During the Balkan Wars, Albania became independent and Mirdita was included in the new country. Prenk Bib Doda with hopes of claiming the Albanian throne gave strong support to government of Ismail Qemali in Vlorë. After World War One Doda was assassinated in 1919 near the marshes of Lezha and as he was childless, a relative Marka Gjoni claimed the position of kapedan. Many of the Mirdita leaders refused to acknowledge him and he lacked popularity among the tribe due to issues of cowardice shown during the war. By 1921 Marka Gjoni received money from Belgrade and rebelled against the new 'Muslim' Albanian government and he declared a "Mirdita Republic" at Prizren in Yugoslav territory on 17 July 1921. Recognised by Greece and supported by Yugoslavia the attempted statelet was put down by Albanian troops on 20 November 1921. Marka Gjoni fled to Yugoslavia which after some time he was allowed to return to Albania and in Mirdita was active in local affairs for a few years before his death.

His son Gjon Markagjoni became the next kapedan and reached an understanding with the Albanian state, later being given prominent government ministries to lead. During the Second World War he collaborated with Italian and later German military forces occupying Albania and by 1944 fled to Italy. His son became the next kapedan and with his Mirdita fighters later fled to the Luma region continuing an anti-communist struggle. In early 1946 he was killed in his sleep by his brother in law hoping for a reprieve from communist forces who in turn was killed by Mark's brother. Mark's son, Gjon Markagjoni (1938-2003) spent his years in a communist internment camp, as did other members of the Gjonmarkaj family. With the collapse of communism in Albania (1992), the position of Prince of Mirdita or kapedan has become a memory of a long ago past.

== In literature ==

In the English Translation (Robert Elsie, Janice Mathie-Heck) of the Albanian National Epic The Highland Lute by Gjergj Fishta, the Mirdita Tribe, as well as other northern tribes, is mentioned.

The glossary entry for Mirdita is written as:

Northern central Albanian tribe and traditional tribal region. The Mirdita region corresponds broadly to the present District of Mirdita, though, as tribal land, it originally referred more specifically to the mountains north of Blinisht. The name was recorded in 1571 as Mirdita and in 1610 as Miriditti and is often said to be related to Alb. mire dita 'good day,' though this is probably a folk etymology. Mirdita is traditionally a staunchly Catholic region, with its religious centre at the church of Saint Alexander in Orosh."

Dataset content >>
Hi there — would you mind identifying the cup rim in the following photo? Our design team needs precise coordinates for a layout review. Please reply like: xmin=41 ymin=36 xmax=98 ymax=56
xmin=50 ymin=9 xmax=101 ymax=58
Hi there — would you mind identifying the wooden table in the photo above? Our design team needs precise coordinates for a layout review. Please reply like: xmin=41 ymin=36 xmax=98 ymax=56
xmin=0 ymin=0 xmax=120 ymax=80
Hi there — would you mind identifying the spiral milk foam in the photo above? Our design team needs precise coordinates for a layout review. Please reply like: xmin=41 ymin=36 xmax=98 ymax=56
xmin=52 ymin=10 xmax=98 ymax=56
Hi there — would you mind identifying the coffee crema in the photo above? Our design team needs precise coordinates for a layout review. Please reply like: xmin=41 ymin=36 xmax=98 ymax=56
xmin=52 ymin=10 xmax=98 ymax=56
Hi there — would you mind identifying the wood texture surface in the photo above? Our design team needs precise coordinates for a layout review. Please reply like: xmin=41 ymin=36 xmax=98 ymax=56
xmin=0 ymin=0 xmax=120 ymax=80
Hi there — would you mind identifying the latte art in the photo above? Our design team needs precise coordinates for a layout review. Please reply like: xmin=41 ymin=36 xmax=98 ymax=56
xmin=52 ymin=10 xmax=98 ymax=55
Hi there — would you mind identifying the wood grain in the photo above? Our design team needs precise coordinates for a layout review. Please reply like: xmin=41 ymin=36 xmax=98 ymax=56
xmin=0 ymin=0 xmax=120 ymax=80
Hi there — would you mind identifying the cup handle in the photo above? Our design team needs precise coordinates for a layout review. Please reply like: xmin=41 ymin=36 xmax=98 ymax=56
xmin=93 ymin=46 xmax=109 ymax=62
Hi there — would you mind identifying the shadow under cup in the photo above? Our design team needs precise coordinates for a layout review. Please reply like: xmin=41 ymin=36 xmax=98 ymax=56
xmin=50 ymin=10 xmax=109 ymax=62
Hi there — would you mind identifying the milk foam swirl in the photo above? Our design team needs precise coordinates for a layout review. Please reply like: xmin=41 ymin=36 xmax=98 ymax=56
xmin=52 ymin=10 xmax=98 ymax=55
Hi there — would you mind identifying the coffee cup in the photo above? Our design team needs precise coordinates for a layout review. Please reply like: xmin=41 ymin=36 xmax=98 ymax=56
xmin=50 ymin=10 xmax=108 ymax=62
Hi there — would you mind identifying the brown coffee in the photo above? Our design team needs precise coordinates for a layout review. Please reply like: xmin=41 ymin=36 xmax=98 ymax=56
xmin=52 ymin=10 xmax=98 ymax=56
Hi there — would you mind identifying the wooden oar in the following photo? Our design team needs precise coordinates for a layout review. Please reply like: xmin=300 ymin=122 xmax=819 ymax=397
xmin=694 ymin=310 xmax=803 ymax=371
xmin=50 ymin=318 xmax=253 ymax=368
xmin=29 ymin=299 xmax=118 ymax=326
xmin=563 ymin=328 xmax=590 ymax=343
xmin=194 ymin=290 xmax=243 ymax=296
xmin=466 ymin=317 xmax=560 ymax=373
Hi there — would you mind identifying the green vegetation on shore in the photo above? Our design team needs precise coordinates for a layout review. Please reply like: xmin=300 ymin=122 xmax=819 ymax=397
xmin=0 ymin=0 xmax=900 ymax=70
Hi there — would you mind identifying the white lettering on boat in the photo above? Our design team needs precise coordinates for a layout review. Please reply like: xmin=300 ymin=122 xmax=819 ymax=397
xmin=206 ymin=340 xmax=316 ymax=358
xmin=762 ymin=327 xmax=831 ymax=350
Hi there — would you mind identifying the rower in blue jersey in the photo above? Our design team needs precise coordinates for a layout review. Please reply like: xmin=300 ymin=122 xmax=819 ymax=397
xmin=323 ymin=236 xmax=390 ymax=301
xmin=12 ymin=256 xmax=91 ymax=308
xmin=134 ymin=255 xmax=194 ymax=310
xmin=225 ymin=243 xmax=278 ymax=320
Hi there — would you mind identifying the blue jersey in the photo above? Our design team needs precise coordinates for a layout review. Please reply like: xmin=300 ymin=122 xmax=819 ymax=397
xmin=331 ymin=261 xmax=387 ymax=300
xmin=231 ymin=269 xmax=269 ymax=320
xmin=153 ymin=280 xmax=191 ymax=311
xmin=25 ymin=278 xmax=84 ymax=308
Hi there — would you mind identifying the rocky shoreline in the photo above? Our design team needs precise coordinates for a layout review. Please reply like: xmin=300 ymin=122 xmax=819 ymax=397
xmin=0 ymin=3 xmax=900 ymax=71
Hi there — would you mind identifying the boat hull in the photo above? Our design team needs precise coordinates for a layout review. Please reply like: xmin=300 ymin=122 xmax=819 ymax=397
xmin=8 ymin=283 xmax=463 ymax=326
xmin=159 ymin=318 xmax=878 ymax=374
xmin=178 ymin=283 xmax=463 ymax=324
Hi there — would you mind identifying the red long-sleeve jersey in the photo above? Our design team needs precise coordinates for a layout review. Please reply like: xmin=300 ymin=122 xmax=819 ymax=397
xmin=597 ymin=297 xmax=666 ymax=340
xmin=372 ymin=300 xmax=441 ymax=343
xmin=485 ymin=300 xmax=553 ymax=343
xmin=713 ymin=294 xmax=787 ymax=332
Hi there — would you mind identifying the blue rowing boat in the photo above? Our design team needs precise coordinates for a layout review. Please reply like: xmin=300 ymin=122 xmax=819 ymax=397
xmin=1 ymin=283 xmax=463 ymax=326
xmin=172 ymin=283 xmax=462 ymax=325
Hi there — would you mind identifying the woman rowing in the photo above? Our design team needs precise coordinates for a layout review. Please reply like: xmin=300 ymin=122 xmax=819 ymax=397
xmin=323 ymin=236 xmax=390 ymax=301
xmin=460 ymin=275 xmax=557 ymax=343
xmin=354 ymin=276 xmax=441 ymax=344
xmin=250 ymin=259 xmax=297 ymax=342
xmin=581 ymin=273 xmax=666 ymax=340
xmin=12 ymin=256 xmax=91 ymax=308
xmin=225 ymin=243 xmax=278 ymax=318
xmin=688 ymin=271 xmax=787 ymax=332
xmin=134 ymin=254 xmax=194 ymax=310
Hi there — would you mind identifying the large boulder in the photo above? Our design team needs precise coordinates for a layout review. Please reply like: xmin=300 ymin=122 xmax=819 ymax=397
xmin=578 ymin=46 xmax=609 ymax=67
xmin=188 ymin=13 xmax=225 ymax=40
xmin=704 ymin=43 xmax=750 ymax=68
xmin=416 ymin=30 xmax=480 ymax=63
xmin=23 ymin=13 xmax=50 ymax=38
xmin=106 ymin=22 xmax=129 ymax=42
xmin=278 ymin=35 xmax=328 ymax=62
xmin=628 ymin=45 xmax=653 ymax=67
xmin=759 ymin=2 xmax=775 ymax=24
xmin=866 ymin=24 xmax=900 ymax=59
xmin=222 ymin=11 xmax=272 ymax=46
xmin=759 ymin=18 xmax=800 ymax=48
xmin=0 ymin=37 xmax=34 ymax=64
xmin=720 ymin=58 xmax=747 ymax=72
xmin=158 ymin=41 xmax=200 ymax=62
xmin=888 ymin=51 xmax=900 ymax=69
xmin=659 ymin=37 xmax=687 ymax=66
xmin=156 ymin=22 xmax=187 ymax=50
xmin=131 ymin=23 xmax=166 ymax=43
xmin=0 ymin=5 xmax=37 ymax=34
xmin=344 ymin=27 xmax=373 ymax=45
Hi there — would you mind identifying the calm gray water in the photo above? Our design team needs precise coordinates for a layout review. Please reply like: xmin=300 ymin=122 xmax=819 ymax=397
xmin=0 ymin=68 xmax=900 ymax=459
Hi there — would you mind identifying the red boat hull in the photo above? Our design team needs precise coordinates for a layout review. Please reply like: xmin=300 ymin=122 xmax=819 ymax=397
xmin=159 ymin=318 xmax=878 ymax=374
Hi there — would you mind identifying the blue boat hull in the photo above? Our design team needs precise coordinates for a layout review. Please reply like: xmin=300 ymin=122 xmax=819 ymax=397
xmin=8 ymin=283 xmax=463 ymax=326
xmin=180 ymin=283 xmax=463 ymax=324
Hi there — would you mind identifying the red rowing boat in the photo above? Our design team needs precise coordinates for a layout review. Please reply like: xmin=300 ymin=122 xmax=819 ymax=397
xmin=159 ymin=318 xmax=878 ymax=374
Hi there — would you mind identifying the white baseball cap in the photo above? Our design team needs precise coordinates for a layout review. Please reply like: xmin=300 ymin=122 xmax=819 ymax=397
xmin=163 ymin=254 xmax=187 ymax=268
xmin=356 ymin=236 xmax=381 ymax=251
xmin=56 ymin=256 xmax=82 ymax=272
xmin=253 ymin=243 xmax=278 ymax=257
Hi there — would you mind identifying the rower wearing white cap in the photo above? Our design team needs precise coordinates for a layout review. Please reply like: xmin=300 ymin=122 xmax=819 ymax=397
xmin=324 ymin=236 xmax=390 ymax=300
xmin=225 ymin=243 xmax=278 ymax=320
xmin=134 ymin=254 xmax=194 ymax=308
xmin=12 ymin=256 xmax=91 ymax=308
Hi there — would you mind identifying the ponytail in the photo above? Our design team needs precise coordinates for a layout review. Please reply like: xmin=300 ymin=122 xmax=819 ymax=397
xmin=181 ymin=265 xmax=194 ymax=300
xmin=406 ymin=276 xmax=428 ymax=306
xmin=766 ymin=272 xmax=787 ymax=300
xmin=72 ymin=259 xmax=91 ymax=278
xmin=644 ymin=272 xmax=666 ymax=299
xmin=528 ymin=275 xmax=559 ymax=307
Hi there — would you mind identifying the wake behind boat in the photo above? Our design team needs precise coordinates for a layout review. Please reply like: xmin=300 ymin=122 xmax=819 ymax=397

Work request A >>
Answer these questions from the text on Mirdita, one line each:
(i) On what date did Albanian troops put down the attempted statelet?
(ii) In what year was the name recorded as Miriditti?
(iii) Which church is the religious center of Mirdita?
Work request B >> From the text on Mirdita, print the passage starting with "In the English" and going on through "tribes, is mentioned.".
The entries above are not needed for this work.

Exercise output A >>
(i) 20 November 1921
(ii) 1610
(iii) The church of Saint Alexander in Orosh

Exercise output B >>
In the English Translation (Robert Elsie, Janice Mathie-Heck) of the Albanian National Epic The Highland Lute by Gjergj Fishta, the Mirdita Tribe, as well as other northern tribes, is mentioned.